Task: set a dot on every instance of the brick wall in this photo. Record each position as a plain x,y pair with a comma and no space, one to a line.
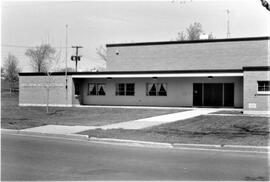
210,55
254,102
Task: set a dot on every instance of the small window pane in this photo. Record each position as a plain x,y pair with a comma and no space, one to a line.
120,89
101,89
162,90
92,89
130,87
77,89
153,90
263,86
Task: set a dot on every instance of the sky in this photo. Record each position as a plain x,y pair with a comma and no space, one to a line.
92,24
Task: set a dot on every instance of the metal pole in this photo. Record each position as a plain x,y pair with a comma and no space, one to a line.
228,23
66,63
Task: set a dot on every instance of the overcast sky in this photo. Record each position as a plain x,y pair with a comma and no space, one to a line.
91,24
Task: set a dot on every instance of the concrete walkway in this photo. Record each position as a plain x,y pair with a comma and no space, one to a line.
59,129
158,120
136,124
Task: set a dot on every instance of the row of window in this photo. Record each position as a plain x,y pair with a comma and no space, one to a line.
128,89
152,89
263,86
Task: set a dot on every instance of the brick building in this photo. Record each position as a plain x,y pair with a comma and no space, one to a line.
203,73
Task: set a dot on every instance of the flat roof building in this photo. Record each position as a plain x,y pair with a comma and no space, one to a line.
202,73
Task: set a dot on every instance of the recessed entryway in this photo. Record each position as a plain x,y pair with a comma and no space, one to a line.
213,94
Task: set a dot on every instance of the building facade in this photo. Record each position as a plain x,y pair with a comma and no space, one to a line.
232,73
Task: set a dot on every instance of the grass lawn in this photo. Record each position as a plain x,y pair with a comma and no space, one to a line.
15,117
237,130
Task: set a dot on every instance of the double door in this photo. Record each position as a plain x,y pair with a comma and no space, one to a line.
213,94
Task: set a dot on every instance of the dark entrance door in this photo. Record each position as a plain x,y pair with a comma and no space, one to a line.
197,94
213,94
229,94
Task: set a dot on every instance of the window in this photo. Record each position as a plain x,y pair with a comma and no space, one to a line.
264,86
125,89
96,89
77,89
156,89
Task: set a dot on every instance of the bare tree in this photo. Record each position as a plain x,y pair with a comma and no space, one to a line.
45,59
102,52
50,83
41,57
181,36
193,32
11,70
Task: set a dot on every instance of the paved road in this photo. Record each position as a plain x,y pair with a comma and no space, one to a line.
31,158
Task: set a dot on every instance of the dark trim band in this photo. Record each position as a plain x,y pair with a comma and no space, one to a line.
188,41
256,68
134,72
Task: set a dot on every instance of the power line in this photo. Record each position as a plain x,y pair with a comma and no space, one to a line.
24,46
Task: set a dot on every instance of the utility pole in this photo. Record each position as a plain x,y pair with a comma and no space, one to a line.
76,58
228,23
66,63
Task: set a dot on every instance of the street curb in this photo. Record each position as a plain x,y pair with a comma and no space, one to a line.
130,142
223,147
137,143
29,133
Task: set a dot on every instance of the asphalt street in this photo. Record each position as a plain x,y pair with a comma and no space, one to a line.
35,158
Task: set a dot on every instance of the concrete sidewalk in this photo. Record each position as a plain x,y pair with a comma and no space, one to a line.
158,120
58,129
136,124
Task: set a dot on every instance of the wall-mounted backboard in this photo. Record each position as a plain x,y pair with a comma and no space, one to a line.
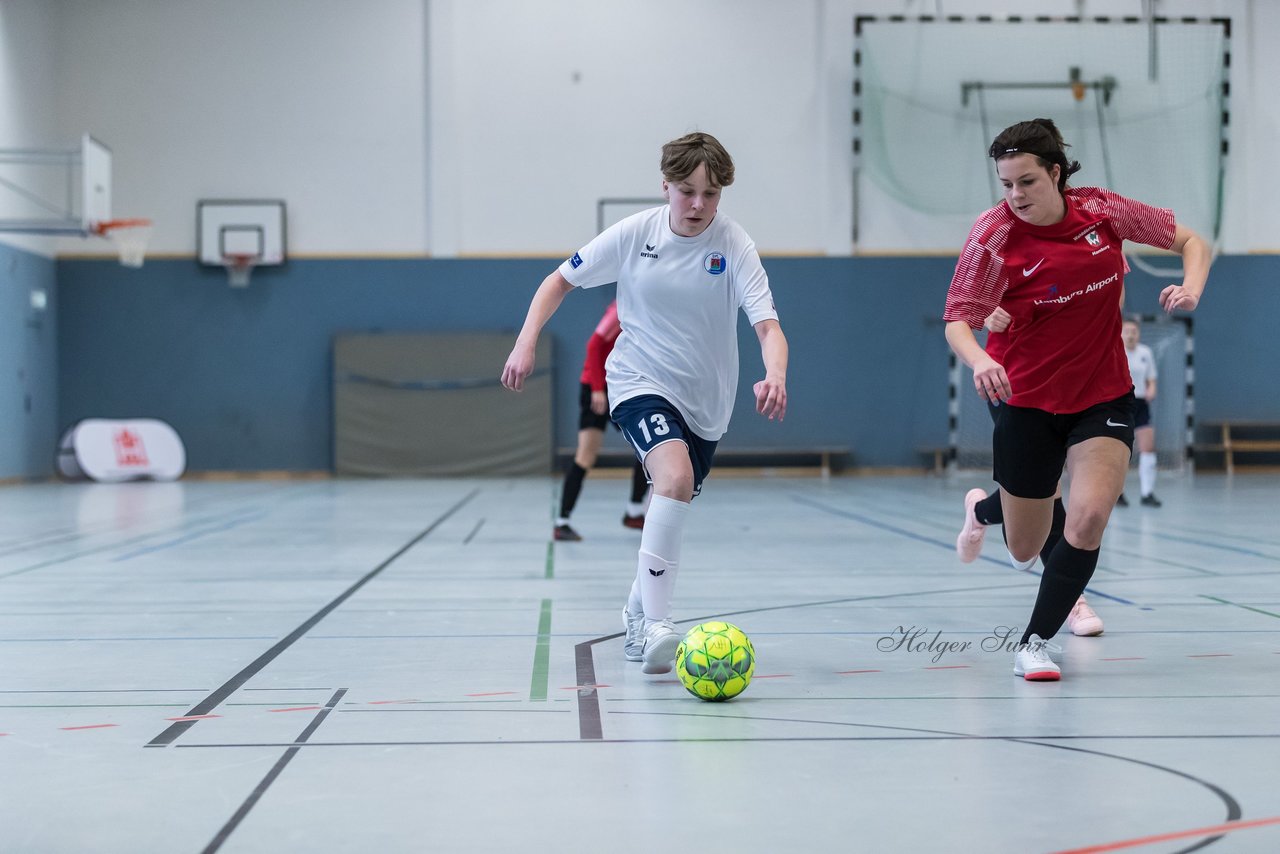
228,229
46,191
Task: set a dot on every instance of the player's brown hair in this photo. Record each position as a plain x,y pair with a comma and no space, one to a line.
680,158
1040,138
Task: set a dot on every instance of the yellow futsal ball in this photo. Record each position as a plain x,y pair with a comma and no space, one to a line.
716,661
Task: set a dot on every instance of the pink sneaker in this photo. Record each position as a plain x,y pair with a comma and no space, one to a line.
969,543
1082,621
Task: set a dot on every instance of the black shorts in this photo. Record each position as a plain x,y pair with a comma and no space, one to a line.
586,419
1141,412
650,420
1029,446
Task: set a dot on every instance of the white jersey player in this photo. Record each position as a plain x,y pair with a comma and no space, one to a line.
684,272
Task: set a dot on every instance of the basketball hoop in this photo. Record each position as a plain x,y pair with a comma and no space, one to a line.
129,237
240,266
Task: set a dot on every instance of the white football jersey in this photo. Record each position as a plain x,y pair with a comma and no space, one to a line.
677,302
1142,366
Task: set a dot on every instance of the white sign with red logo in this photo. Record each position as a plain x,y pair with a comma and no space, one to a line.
113,451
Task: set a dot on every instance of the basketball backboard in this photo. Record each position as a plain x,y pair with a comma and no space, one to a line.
46,191
229,228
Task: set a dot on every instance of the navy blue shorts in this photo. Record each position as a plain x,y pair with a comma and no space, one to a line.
586,419
650,420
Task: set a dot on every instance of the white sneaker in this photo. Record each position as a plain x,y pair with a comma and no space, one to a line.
659,647
969,543
1032,661
1083,621
632,645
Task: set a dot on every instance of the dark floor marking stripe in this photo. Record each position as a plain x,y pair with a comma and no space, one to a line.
236,681
233,822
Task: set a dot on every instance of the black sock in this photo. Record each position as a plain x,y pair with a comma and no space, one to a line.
1055,530
990,511
574,476
1066,574
639,483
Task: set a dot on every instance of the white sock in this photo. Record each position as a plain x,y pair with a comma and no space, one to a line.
659,556
1147,471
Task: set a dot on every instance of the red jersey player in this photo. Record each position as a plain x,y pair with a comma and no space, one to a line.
1051,257
592,420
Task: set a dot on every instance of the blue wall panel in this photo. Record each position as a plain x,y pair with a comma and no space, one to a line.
245,374
28,365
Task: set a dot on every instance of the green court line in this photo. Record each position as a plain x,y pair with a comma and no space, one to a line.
542,653
1247,607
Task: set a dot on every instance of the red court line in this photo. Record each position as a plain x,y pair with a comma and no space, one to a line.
1164,837
300,708
389,702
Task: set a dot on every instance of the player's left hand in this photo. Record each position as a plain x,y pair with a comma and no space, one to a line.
771,397
1176,297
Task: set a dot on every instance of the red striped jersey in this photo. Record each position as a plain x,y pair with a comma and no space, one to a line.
599,346
1061,286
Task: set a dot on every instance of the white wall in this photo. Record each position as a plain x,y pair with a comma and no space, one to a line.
28,108
475,127
315,101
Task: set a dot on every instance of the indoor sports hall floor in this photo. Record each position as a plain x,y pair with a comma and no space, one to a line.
414,666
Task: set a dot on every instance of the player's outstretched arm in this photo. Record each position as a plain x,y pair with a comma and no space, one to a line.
771,392
1196,259
547,298
988,375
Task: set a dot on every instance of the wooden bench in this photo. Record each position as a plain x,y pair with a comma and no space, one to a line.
805,456
1232,441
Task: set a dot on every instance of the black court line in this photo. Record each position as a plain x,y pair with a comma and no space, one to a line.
236,681
254,797
589,702
755,739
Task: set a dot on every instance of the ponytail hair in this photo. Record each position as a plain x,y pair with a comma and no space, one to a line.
1040,138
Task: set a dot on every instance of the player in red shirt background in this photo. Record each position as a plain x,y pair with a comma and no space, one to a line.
593,418
1051,257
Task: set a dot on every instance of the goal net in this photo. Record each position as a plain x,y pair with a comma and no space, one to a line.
1142,103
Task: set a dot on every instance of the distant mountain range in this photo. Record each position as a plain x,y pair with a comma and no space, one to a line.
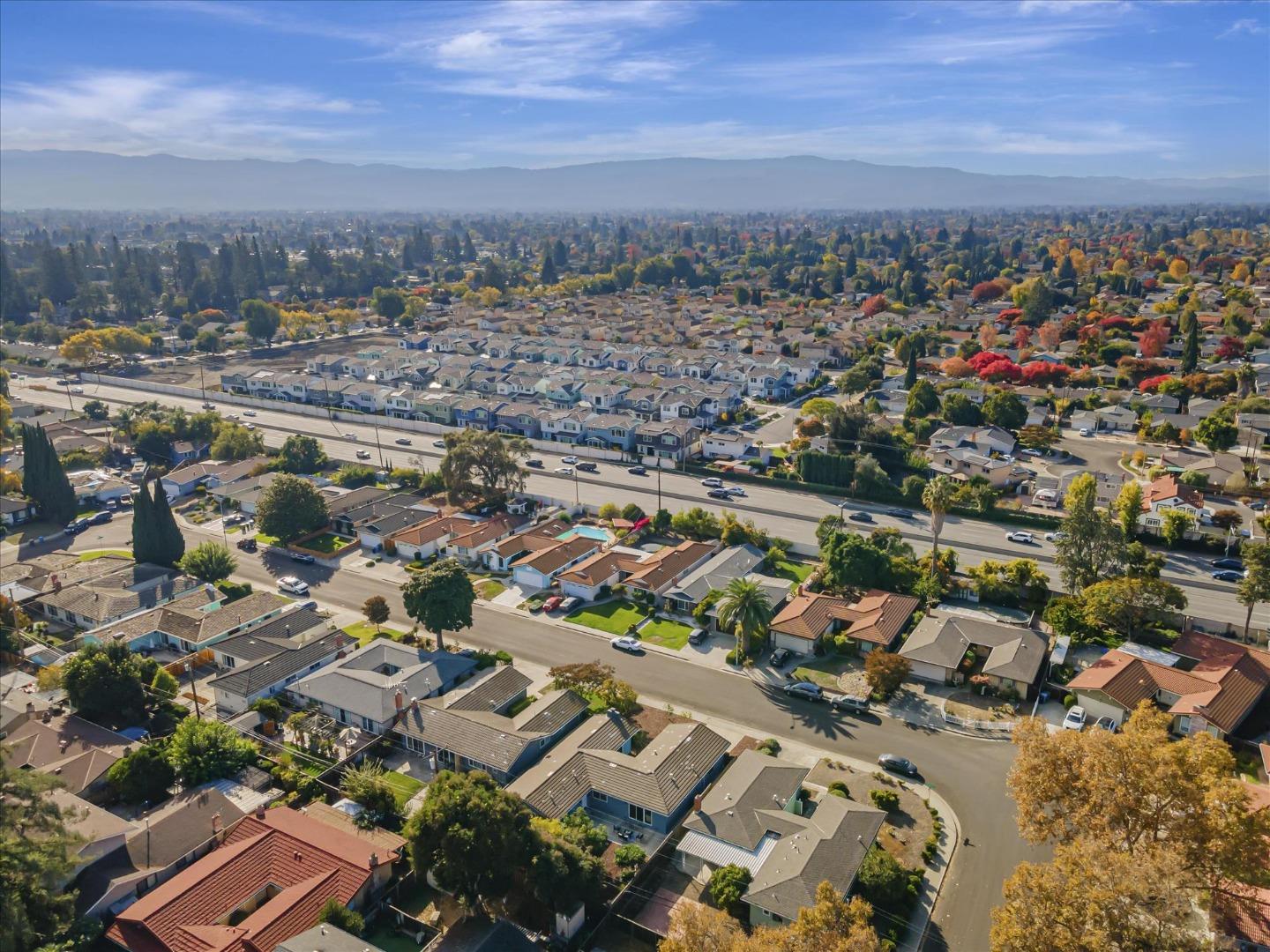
103,182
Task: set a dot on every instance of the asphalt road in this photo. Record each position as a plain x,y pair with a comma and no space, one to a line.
785,513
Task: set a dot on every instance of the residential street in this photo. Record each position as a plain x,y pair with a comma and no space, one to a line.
785,513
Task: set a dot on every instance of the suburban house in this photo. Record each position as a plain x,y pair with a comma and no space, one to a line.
742,562
753,816
596,770
949,649
265,882
270,659
474,727
871,621
1208,684
371,687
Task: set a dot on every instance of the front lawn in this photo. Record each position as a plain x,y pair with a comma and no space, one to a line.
403,786
616,617
366,632
326,544
666,632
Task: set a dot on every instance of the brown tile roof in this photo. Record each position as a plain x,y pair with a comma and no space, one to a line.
309,861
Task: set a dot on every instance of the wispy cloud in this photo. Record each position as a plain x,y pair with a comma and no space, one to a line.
138,113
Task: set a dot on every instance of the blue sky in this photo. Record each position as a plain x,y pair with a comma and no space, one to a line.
1047,86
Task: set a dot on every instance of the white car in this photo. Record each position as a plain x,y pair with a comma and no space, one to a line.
292,585
1074,720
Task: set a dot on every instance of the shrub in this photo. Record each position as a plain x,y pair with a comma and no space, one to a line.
885,800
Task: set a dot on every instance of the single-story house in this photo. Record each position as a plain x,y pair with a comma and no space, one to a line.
947,649
1208,684
755,818
871,621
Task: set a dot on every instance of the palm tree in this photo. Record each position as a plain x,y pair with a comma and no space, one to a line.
744,609
938,496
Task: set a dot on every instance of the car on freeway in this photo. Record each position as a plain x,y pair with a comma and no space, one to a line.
805,689
292,585
897,764
1074,720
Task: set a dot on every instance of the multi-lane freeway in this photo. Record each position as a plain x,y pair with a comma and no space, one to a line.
785,513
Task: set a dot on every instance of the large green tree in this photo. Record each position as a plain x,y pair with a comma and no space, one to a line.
290,508
482,464
471,834
439,598
36,862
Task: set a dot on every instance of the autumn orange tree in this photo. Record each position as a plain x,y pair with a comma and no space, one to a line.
1146,829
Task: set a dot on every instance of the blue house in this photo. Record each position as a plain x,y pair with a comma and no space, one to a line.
597,768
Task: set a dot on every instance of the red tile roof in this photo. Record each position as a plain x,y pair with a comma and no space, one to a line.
295,861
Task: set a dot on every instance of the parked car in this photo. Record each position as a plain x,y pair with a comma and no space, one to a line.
805,689
897,764
292,585
1074,720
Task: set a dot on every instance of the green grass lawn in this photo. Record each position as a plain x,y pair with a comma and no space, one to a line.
666,632
794,571
403,786
103,553
328,544
615,617
826,671
365,632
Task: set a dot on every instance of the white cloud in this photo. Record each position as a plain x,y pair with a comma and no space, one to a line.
140,113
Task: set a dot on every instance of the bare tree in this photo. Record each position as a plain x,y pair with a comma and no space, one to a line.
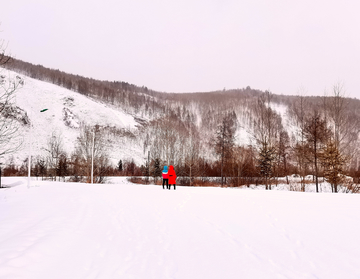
316,134
91,151
298,110
10,123
224,142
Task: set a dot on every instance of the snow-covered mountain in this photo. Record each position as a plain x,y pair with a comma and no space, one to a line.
66,112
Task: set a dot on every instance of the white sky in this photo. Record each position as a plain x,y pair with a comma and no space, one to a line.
193,45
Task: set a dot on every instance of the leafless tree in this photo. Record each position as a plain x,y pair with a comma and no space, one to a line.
316,134
91,149
298,110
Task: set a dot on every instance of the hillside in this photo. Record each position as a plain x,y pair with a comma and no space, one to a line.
67,112
181,129
75,230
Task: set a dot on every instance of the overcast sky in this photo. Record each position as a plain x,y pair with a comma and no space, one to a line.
193,45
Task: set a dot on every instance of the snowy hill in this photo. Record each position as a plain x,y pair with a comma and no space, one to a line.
66,112
74,230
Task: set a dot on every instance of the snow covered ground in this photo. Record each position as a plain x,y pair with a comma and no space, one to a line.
123,230
67,110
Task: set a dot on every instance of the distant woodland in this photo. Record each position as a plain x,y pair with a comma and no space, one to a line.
240,136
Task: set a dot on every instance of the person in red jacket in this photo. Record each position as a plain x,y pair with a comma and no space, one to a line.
172,177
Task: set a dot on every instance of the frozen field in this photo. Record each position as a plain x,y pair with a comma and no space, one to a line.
67,230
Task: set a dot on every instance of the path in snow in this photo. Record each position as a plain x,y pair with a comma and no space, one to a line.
68,230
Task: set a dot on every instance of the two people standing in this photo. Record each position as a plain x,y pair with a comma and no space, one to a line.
169,177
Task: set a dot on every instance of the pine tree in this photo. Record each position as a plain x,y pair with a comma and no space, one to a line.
120,167
333,163
224,142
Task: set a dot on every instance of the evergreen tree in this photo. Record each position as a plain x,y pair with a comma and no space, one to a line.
267,156
333,163
316,134
120,167
224,142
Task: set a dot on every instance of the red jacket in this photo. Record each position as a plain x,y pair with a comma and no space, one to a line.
172,175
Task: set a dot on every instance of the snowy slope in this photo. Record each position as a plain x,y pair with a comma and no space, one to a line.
67,230
66,111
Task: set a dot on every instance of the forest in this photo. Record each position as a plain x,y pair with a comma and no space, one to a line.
227,137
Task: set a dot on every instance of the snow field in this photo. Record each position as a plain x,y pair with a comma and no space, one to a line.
123,230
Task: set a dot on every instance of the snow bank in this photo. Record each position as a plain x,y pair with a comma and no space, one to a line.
69,230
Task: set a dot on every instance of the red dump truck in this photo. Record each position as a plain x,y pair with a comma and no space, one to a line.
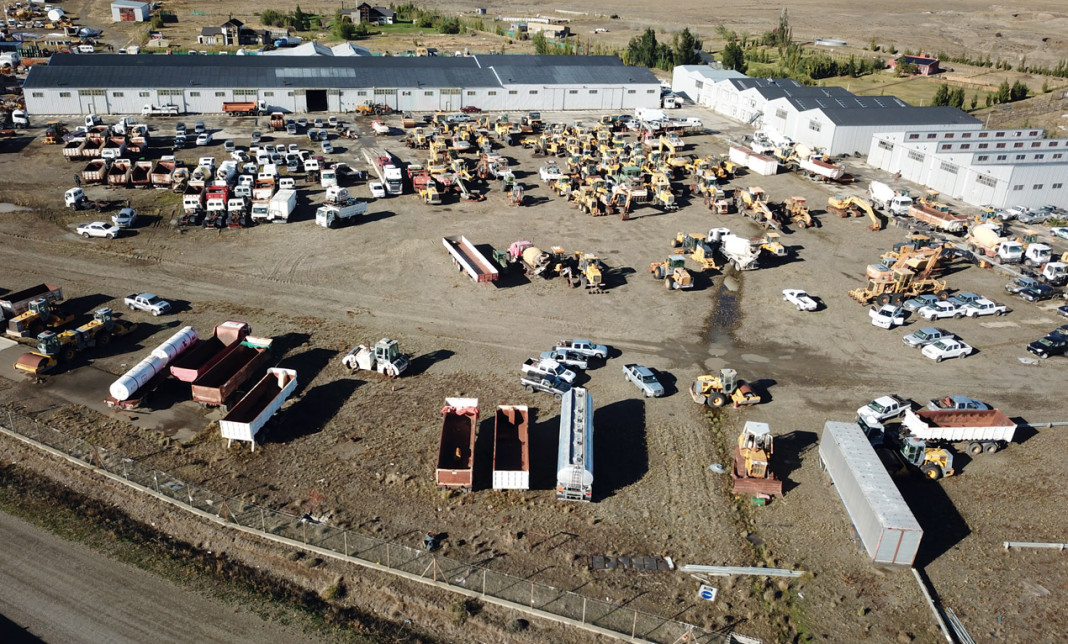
206,354
512,466
219,382
459,421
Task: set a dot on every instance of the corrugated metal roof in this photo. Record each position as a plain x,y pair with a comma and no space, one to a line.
190,72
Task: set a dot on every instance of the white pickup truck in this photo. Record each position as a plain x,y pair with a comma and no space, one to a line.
148,302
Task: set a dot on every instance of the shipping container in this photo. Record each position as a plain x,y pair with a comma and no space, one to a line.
886,528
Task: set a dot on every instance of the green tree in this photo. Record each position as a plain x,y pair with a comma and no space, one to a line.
685,48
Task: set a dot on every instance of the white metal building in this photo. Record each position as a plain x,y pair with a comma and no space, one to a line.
130,11
123,84
999,168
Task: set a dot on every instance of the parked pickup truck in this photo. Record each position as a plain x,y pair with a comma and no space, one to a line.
540,366
148,302
534,382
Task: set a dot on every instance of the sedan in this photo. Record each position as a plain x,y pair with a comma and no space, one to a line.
98,229
943,349
940,310
800,299
644,379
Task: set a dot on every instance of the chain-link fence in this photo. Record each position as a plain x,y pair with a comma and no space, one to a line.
347,543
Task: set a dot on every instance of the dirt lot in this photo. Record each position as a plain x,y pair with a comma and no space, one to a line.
368,450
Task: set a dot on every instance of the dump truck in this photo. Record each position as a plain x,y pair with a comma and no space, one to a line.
512,468
207,352
218,383
880,517
752,473
459,423
985,430
468,258
249,415
575,456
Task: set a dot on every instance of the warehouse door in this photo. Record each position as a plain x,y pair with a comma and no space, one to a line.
316,100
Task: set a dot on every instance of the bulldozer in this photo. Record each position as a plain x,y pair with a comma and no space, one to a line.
796,208
715,391
53,348
848,205
38,315
385,358
673,272
752,469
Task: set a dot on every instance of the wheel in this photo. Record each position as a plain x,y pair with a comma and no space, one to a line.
931,471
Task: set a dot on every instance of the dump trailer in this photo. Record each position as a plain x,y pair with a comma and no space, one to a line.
16,303
575,458
215,387
985,430
132,388
263,401
886,528
207,352
459,421
512,466
468,258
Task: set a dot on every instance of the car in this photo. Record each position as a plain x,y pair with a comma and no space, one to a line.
925,336
913,304
985,307
1039,293
886,316
1054,344
126,218
956,403
98,229
800,299
940,310
644,379
945,348
883,408
1020,283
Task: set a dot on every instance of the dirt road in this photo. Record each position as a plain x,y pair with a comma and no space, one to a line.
63,592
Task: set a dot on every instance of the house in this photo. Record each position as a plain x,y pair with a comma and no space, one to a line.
923,64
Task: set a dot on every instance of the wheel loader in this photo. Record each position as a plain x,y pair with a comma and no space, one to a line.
752,472
673,272
385,358
715,391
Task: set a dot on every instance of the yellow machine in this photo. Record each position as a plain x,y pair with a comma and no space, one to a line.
796,209
715,391
53,348
673,272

- **Directions**
Give again only the lines of the material above that run from the one with "Task: set a dot on every instance of the wheel in" through the end, both included, exactly as they appear.

- **Exercise response**
Task: set a dot on every instance of the wheel in this photo. Record each position as a plain x,y pair with a comma and no space, one to a line.
931,471
Task: set a dot on every instance of the dump trailer in this photo. Record each position as a plain x,y pair with a comma and no space, one to a line.
16,303
575,458
215,387
985,430
132,388
263,401
886,528
207,352
459,421
512,466
468,258
Task: set a dot on every instance of the car in this photo. Record each position as a plain x,y pair with a comma and no space, one to a line.
925,336
913,304
985,307
1039,293
886,316
1054,344
126,218
956,403
98,229
800,299
940,310
644,379
945,348
883,408
1020,283
Task: set a dot on every instance of the dirt road in this photo. Record each position as a plain x,y pair with a comma and no space, one to a line.
63,592
Task: set a dot on every instance of the house in this photo. Record each position as a plain x,y pair with a comma and no space, one to a line.
923,64
Task: set a dot on every instance of the wheel loader in this photo. Record each position as a plain x,y pair with a comma and no space, one to a line.
752,472
673,272
385,358
715,391
Task: set a dot on every instance of the yellow machine in this photo. Record each position as a plain x,y pair with a comma and no space, one to a line.
796,209
715,391
53,348
673,272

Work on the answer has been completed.